= Required actions =
#1 The text below on Bill S-201 and genetic discrimination says insurers have access to several kinds of client information. List every kind it names.
#2 Keep writing the text on Bill S-201 and genetic discrimination, picking up right after its final sentence.

= Provided text =
▼

Bill S-201, An Act to prohibit and prevent genetic discrimination, is now before the House of Commons where it has received all-party support and passed second reading. It has been referred to Committee for review and improvements before the third and final reading.
In brief, the Act would stop insurance companies and employers from asking clients to take a genetic test or to share information about genetic tests they may have taken.
In addition, the Act would make it against the Canadian Human Rights Act to discriminate against someone based on “genetic characteristics” – which would make this akin to discriminating against someone based on race, ethnic origin, sex, sexual orientation, or disability.
Some people criticize Bill S-201 – most notably insurers. They worry about clients taking a genetic test, getting results that suggest an increased risk of developing a specific “genetic illness” and then “bulking up” on insurance. They describe insurance as a “contract whereby there is equal knowledge by the person who is applying for the insurance and the insurance company”, and they believe that private genetic testing can give clients an unfair advantage.
First, the claim that the contracting parties have equal knowledge is false. At present, insurers have a clear informational advantage. Insurers not only have access to clients’ demographic information, health information, lifestyle information and family history, they also are able to predict what this information could mean for one’s future health based on their databases from clients in similar situations. As well, they have the means to access and interpret the latest medical and scientific research, and they have considerable expertise in actuarial science (mathematical and statistical methods to assess risk).
The insurers’ informational advantage could be reduced, however, if Bill S-201 becomes law. This points us to the claim made by insurers that private genetic testing gives clients an unfair advantage.

▲

= Stored data entries =

▼

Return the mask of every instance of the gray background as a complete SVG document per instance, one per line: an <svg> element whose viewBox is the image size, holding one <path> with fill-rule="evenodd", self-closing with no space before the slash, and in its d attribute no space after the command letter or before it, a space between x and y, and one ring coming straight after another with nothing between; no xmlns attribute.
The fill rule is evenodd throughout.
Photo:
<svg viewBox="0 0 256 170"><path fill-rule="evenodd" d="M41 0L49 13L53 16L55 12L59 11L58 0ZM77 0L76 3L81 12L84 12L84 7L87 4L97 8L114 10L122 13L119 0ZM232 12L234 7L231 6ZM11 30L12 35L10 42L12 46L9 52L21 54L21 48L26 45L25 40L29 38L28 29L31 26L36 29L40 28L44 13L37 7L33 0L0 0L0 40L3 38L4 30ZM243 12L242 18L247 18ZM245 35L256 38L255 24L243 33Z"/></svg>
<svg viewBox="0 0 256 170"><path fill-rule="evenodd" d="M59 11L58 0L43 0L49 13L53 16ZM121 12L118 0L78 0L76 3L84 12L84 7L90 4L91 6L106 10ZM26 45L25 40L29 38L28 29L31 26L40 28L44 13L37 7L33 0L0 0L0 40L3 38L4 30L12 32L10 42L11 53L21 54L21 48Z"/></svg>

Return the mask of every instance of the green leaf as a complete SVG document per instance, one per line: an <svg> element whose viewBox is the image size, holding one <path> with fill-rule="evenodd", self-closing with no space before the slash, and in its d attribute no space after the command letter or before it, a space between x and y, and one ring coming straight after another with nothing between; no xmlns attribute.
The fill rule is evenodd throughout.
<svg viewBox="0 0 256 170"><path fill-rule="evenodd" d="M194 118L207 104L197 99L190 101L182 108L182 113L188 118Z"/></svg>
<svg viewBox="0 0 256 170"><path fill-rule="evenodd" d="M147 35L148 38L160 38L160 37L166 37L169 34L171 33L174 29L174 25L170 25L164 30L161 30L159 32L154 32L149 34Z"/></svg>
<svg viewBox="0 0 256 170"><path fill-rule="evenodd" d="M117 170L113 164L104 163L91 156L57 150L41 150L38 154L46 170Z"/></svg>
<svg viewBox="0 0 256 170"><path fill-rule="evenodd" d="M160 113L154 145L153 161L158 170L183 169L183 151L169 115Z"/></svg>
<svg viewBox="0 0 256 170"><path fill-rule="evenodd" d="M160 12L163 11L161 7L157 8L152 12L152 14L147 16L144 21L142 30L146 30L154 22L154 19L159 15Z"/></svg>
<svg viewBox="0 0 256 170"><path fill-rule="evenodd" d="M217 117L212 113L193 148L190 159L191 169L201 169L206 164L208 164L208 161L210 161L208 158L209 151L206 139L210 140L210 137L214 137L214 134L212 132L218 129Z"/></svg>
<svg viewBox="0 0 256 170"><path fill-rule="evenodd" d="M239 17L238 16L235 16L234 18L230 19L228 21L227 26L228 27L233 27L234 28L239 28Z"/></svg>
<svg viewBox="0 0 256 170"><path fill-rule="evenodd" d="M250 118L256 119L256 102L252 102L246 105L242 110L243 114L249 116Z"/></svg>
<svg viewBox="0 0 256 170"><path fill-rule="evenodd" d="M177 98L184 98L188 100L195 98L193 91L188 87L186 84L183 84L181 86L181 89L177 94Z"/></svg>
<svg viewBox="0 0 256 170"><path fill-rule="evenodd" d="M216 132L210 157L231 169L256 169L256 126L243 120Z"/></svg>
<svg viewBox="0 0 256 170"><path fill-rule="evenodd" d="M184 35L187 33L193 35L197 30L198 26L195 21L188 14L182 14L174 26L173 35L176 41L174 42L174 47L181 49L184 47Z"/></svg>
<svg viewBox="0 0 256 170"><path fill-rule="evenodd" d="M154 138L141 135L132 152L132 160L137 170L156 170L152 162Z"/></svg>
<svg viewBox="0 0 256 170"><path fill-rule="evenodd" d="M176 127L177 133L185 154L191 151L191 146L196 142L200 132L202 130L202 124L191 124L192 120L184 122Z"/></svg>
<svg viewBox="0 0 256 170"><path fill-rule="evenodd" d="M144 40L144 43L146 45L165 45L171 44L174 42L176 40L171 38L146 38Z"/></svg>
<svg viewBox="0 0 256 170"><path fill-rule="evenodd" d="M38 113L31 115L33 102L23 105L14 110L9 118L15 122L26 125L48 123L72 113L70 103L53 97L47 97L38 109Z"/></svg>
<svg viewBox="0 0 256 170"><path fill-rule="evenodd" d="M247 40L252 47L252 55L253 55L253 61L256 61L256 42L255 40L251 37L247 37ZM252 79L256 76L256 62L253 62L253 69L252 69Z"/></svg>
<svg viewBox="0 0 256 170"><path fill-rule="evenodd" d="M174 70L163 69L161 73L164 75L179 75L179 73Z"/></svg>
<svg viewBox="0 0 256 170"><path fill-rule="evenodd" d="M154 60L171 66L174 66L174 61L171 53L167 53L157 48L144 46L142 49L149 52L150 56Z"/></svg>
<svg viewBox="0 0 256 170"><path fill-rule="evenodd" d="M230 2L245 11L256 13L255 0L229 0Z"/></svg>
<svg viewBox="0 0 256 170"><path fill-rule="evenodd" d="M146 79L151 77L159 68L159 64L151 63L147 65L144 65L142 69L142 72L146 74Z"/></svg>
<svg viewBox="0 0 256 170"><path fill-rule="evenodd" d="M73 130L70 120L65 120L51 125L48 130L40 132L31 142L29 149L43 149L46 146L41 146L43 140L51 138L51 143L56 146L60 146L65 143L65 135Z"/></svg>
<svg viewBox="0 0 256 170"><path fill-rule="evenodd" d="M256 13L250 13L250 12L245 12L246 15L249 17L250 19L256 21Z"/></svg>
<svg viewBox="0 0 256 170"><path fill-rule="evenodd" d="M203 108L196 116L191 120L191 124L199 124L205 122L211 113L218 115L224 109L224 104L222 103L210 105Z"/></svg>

▲

= Solved tasks =
#1
- Demographic information
- Health information
- Lifestyle information
- Family history

#2
If, in the future, clients are able to obtain genetic risk information and are able to keep this information private, at what point does their knowledge overcome the insurance companies’ knowledge and become unfair? The answer to this question is likely very complicated for at least two reasons. First, the insurers will nonetheless still have access to some genetic information through questionnaires on family history. Second, the clients will have information that can lead them to take preventive measures including accessing health care and making lifestyle changes. In other words, results indicating an increased risk for a certain disease could end up reducing that person’s risk of actually getting the disease.
Consider, for example, a woman with a family history of breast cancer. Whether she applies for insurance before or after genetic testing, the insurer will have access to her family history and will use this information in calculating insurance premiums.
Now, imagine that this woman has a genetic test confirming that she has the BRCA1 gene and that she does not disclose this information to her insurer. Does she have an unfair informational advantage? In thinking about this question, it is important to know that aging, exposure to toxins, viruses and so on are statistically much more likely to cause cancer – including breast cancer – than faulty genes. It is also important to consider the possibility that the woman who receives the genetic information will choose to have a preventive double mastectomy.
The point here is that our DNA is not our destiny. Environmental factors and personal choices matter. And, there is always luck.
If Bill S-201 becomes law, there is no doubt that this legislation will have an impact on the sale of life and health insurance. Most likely, insurers will change the way they do their calculations to account for additional uncertainty and this will result in increased premiums for everyone. This is to be expected if insurers assume that there is an increased risk of clients “bulking up” on insurance based on genetic test results and, secondly, if they believe that such test results significantly increase the risk of “genetic disease”. Insurers need to have enough money from people who are unlikely to need the insurance they have purchased in order to cover the costs for those who are likely to make an insurance claim. While both of the starting assumptions could turn out to be false, this likely will not stop insurance companies from increasing premiums and thereby reducing their risks.
Canadians understand the concept of shared risk; in large measure, this explains our public health care system. Insurers should not be encouraging us to think selfishly about keeping our premiums low by throwing some (who are perhaps at increased risk) overboard. In my view, this is what insurers are asking us to do when they speak against the proposed legislation while, at the same time, reminding us that failing to support their view will mean increased premiums for all of us.